> Teks Sumber
Minggu lalu, tepatnya pada hari Sabtu, 2 Desember 2017, saya berseta teman saya Riska Villa Sari memutuskan untuk mengobati rasa penasaran kami akan kota kecil yang menurut kami unik ini. Perjalan kami tempuh selama kurang lebih tiga setengah jam dengan menaiki bus antarkota Semarang- Surabaya ber- AC dengan tarif biasa, yaitu 22 ribu rupiah. Kami memutuskan untuk berangkat pada saat matahari masih malu menampakkan sinarnya, sekitar pukul 04.30 dari Terminal Terboyo Semarang dan sampai di Lasem pada pukul 07.40. Kami memilih untuk berangakat di pagi hari agar kami mempunyai waktu yang panjang untuk menjelajahi seluk beluk kota ini.
Ketika memasuki kota Lasem, satu hal menarik telah saya dapati. Hamparan luas sawah garam menyapa kami pagi itu. Burung-burung yang menari diatasnya semakin memperindah pemandangan. Ketika mata ini mengarah ke depan, terlihat deretan bukit yang panjang membentang biru. Saya bertanya kepada salah seorang di samping saya yang kebetulan dia adalah orang Rembang, Mas Sugeng namanya. “ itu masih termasuk bagian dari daerah Lasem, Mbak! Tetapi bukan semua, hanya sebagian. Namun, dari ujung sana samapai ujung sana, semua itu masih termasuk wilayah Rembang” terangnya.

> Tugas Singkat 1
Jawab pertanyaan berikut berdasarkan teks tentang perjalanan ke Lasem.
(a) Berapa tarif bus antarkota Semarang-Surabaya ber-AC yang dinaiki?
(b) Pukul berapa mereka tiba di Lasem?
(c) Siapa nama orang Rembang yang duduk di samping penulis?

> Baris Data
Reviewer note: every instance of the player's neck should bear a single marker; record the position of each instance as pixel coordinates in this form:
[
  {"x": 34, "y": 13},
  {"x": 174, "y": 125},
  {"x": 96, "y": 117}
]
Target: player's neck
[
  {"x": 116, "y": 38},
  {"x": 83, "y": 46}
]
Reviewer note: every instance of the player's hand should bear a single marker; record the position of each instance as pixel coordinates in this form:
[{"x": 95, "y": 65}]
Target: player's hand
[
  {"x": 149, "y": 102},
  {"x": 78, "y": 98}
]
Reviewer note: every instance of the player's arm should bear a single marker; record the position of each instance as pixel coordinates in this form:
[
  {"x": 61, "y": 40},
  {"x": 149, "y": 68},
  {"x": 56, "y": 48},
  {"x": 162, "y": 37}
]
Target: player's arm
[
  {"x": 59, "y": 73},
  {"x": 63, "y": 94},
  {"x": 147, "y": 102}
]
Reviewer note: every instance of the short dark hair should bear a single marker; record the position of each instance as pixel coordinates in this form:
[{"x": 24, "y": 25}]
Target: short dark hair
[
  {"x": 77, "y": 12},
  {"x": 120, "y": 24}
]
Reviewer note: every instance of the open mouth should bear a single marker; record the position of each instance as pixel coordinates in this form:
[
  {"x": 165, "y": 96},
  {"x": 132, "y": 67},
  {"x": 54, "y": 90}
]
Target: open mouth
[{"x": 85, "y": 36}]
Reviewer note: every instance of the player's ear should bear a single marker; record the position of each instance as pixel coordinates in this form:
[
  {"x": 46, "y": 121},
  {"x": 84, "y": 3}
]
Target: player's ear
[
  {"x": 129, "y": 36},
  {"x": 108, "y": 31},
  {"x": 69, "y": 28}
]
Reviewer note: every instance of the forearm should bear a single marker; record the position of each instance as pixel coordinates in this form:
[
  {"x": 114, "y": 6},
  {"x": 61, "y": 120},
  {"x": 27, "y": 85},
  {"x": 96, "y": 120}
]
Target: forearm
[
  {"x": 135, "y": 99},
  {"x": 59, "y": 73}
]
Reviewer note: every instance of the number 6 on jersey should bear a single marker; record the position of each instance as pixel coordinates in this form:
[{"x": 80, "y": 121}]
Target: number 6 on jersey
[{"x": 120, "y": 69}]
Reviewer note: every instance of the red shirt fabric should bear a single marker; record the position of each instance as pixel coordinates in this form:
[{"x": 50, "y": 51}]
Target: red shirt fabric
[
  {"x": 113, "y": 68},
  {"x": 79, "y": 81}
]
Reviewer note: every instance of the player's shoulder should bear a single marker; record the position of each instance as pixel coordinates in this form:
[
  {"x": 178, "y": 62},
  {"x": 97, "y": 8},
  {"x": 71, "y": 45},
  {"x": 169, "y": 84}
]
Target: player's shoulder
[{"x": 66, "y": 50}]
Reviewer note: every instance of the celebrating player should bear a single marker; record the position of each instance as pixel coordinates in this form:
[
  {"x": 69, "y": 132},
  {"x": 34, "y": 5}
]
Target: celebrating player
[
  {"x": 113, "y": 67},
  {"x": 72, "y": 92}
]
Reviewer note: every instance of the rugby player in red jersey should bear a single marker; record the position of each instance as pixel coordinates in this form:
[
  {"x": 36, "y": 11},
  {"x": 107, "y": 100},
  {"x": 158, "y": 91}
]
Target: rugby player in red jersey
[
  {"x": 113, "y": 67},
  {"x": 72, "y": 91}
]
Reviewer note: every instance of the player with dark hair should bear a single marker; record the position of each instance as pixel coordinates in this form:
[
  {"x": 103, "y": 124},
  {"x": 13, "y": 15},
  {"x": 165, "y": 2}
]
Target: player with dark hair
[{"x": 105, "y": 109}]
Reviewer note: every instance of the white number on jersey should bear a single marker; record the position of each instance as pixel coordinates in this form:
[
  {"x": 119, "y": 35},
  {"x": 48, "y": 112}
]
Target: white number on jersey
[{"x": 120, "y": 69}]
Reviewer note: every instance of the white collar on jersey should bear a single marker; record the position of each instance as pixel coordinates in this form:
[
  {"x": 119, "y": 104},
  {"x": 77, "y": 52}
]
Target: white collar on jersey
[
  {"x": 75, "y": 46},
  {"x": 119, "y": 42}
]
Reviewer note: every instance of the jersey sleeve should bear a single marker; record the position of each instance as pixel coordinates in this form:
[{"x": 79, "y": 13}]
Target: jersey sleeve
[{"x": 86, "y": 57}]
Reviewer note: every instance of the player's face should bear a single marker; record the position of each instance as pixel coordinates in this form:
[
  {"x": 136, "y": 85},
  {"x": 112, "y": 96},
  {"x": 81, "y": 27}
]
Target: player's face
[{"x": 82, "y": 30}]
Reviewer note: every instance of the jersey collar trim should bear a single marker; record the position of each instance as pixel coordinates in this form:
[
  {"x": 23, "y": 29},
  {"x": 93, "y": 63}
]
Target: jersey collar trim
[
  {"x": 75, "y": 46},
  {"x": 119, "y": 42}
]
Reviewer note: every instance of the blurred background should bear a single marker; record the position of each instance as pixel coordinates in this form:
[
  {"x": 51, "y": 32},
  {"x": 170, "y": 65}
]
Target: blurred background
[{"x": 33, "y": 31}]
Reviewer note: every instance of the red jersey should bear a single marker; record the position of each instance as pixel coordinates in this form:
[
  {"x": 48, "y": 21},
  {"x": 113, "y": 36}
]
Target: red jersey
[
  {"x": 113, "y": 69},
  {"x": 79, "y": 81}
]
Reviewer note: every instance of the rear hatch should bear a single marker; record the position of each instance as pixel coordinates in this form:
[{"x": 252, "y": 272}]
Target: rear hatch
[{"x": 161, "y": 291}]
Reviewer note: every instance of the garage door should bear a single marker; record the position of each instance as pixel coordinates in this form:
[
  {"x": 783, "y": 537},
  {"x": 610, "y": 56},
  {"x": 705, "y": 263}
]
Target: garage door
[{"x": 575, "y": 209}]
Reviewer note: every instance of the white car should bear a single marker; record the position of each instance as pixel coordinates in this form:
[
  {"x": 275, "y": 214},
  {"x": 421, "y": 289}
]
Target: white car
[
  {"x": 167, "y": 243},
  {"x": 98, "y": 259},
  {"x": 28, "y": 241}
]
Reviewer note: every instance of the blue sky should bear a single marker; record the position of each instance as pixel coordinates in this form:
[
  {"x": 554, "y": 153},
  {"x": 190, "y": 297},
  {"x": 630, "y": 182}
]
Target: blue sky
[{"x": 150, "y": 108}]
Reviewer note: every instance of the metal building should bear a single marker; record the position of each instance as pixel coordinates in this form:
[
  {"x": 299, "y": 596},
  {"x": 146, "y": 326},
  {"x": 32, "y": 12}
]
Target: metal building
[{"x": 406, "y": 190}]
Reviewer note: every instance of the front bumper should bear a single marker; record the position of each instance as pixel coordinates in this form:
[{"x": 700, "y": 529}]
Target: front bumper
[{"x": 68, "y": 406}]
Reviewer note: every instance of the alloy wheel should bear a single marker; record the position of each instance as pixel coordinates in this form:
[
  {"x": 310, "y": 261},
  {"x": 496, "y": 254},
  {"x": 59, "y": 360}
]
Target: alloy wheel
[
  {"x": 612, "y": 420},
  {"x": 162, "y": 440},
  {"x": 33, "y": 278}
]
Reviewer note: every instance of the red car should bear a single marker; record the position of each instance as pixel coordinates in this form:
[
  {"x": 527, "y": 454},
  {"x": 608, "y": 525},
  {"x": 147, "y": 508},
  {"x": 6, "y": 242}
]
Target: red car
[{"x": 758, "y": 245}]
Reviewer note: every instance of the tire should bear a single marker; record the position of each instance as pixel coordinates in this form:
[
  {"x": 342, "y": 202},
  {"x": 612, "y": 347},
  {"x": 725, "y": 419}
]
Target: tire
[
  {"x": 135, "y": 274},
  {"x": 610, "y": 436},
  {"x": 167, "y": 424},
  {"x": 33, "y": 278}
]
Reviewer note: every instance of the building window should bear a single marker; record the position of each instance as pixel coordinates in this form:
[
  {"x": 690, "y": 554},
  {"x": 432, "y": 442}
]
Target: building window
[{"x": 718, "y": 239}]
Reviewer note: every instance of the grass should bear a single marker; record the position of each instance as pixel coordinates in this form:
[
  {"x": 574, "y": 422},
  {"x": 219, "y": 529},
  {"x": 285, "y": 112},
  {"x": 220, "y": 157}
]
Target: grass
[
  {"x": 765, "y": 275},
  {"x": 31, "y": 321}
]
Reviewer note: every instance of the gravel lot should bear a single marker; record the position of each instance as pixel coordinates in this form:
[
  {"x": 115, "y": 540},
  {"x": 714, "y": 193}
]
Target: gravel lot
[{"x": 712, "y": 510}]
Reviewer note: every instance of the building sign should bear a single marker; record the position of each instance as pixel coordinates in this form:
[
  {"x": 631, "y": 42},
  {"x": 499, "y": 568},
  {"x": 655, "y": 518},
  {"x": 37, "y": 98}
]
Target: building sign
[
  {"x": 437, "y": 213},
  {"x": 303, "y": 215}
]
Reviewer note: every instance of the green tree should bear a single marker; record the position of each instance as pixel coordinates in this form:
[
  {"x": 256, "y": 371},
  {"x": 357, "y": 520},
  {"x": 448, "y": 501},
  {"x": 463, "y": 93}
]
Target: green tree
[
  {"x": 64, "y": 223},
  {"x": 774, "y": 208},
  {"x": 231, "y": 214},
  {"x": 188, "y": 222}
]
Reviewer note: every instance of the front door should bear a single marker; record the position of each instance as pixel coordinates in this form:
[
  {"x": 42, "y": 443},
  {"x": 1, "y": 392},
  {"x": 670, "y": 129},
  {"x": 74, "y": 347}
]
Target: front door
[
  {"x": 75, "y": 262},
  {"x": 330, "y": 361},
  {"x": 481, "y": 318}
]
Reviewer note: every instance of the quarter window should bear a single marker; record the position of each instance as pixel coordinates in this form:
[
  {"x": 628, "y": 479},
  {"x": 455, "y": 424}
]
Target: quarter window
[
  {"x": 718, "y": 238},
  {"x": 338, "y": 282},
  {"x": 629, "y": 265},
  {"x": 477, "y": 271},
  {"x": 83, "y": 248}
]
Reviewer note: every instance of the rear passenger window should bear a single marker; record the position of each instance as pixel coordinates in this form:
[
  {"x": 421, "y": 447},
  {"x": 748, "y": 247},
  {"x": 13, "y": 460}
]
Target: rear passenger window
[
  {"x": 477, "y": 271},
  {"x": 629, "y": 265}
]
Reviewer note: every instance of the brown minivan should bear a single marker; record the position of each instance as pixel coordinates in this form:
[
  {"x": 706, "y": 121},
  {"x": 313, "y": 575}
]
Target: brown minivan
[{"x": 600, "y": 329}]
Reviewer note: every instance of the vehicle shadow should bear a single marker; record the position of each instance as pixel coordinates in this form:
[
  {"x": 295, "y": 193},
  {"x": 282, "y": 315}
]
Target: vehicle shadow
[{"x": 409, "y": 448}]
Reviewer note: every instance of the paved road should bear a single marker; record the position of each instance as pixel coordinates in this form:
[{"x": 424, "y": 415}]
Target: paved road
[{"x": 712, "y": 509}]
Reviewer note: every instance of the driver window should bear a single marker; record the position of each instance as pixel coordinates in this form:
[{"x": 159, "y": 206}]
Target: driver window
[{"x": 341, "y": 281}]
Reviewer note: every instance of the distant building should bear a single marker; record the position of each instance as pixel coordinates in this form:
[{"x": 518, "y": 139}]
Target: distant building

> Tugas Singkat 2
Sajikan sebagai daftar bernomor baris-baris dalam listing, mulai dari baris yang memuat "Reviewer note: every instance of the distant" hingga akhir listing, keduanya termasuk. Jangan sertakan baris kosong.

> Hasil Latihan 1
(a) 22 ribu rupiah
(b) Pukul 07.40
(c) Mas Sugeng

> Hasil Latihan 2
1. Reviewer note: every instance of the distant building should bear a single marker; record the position of each instance as pixel coordinates in this form:
2. [{"x": 518, "y": 139}]
3. Target: distant building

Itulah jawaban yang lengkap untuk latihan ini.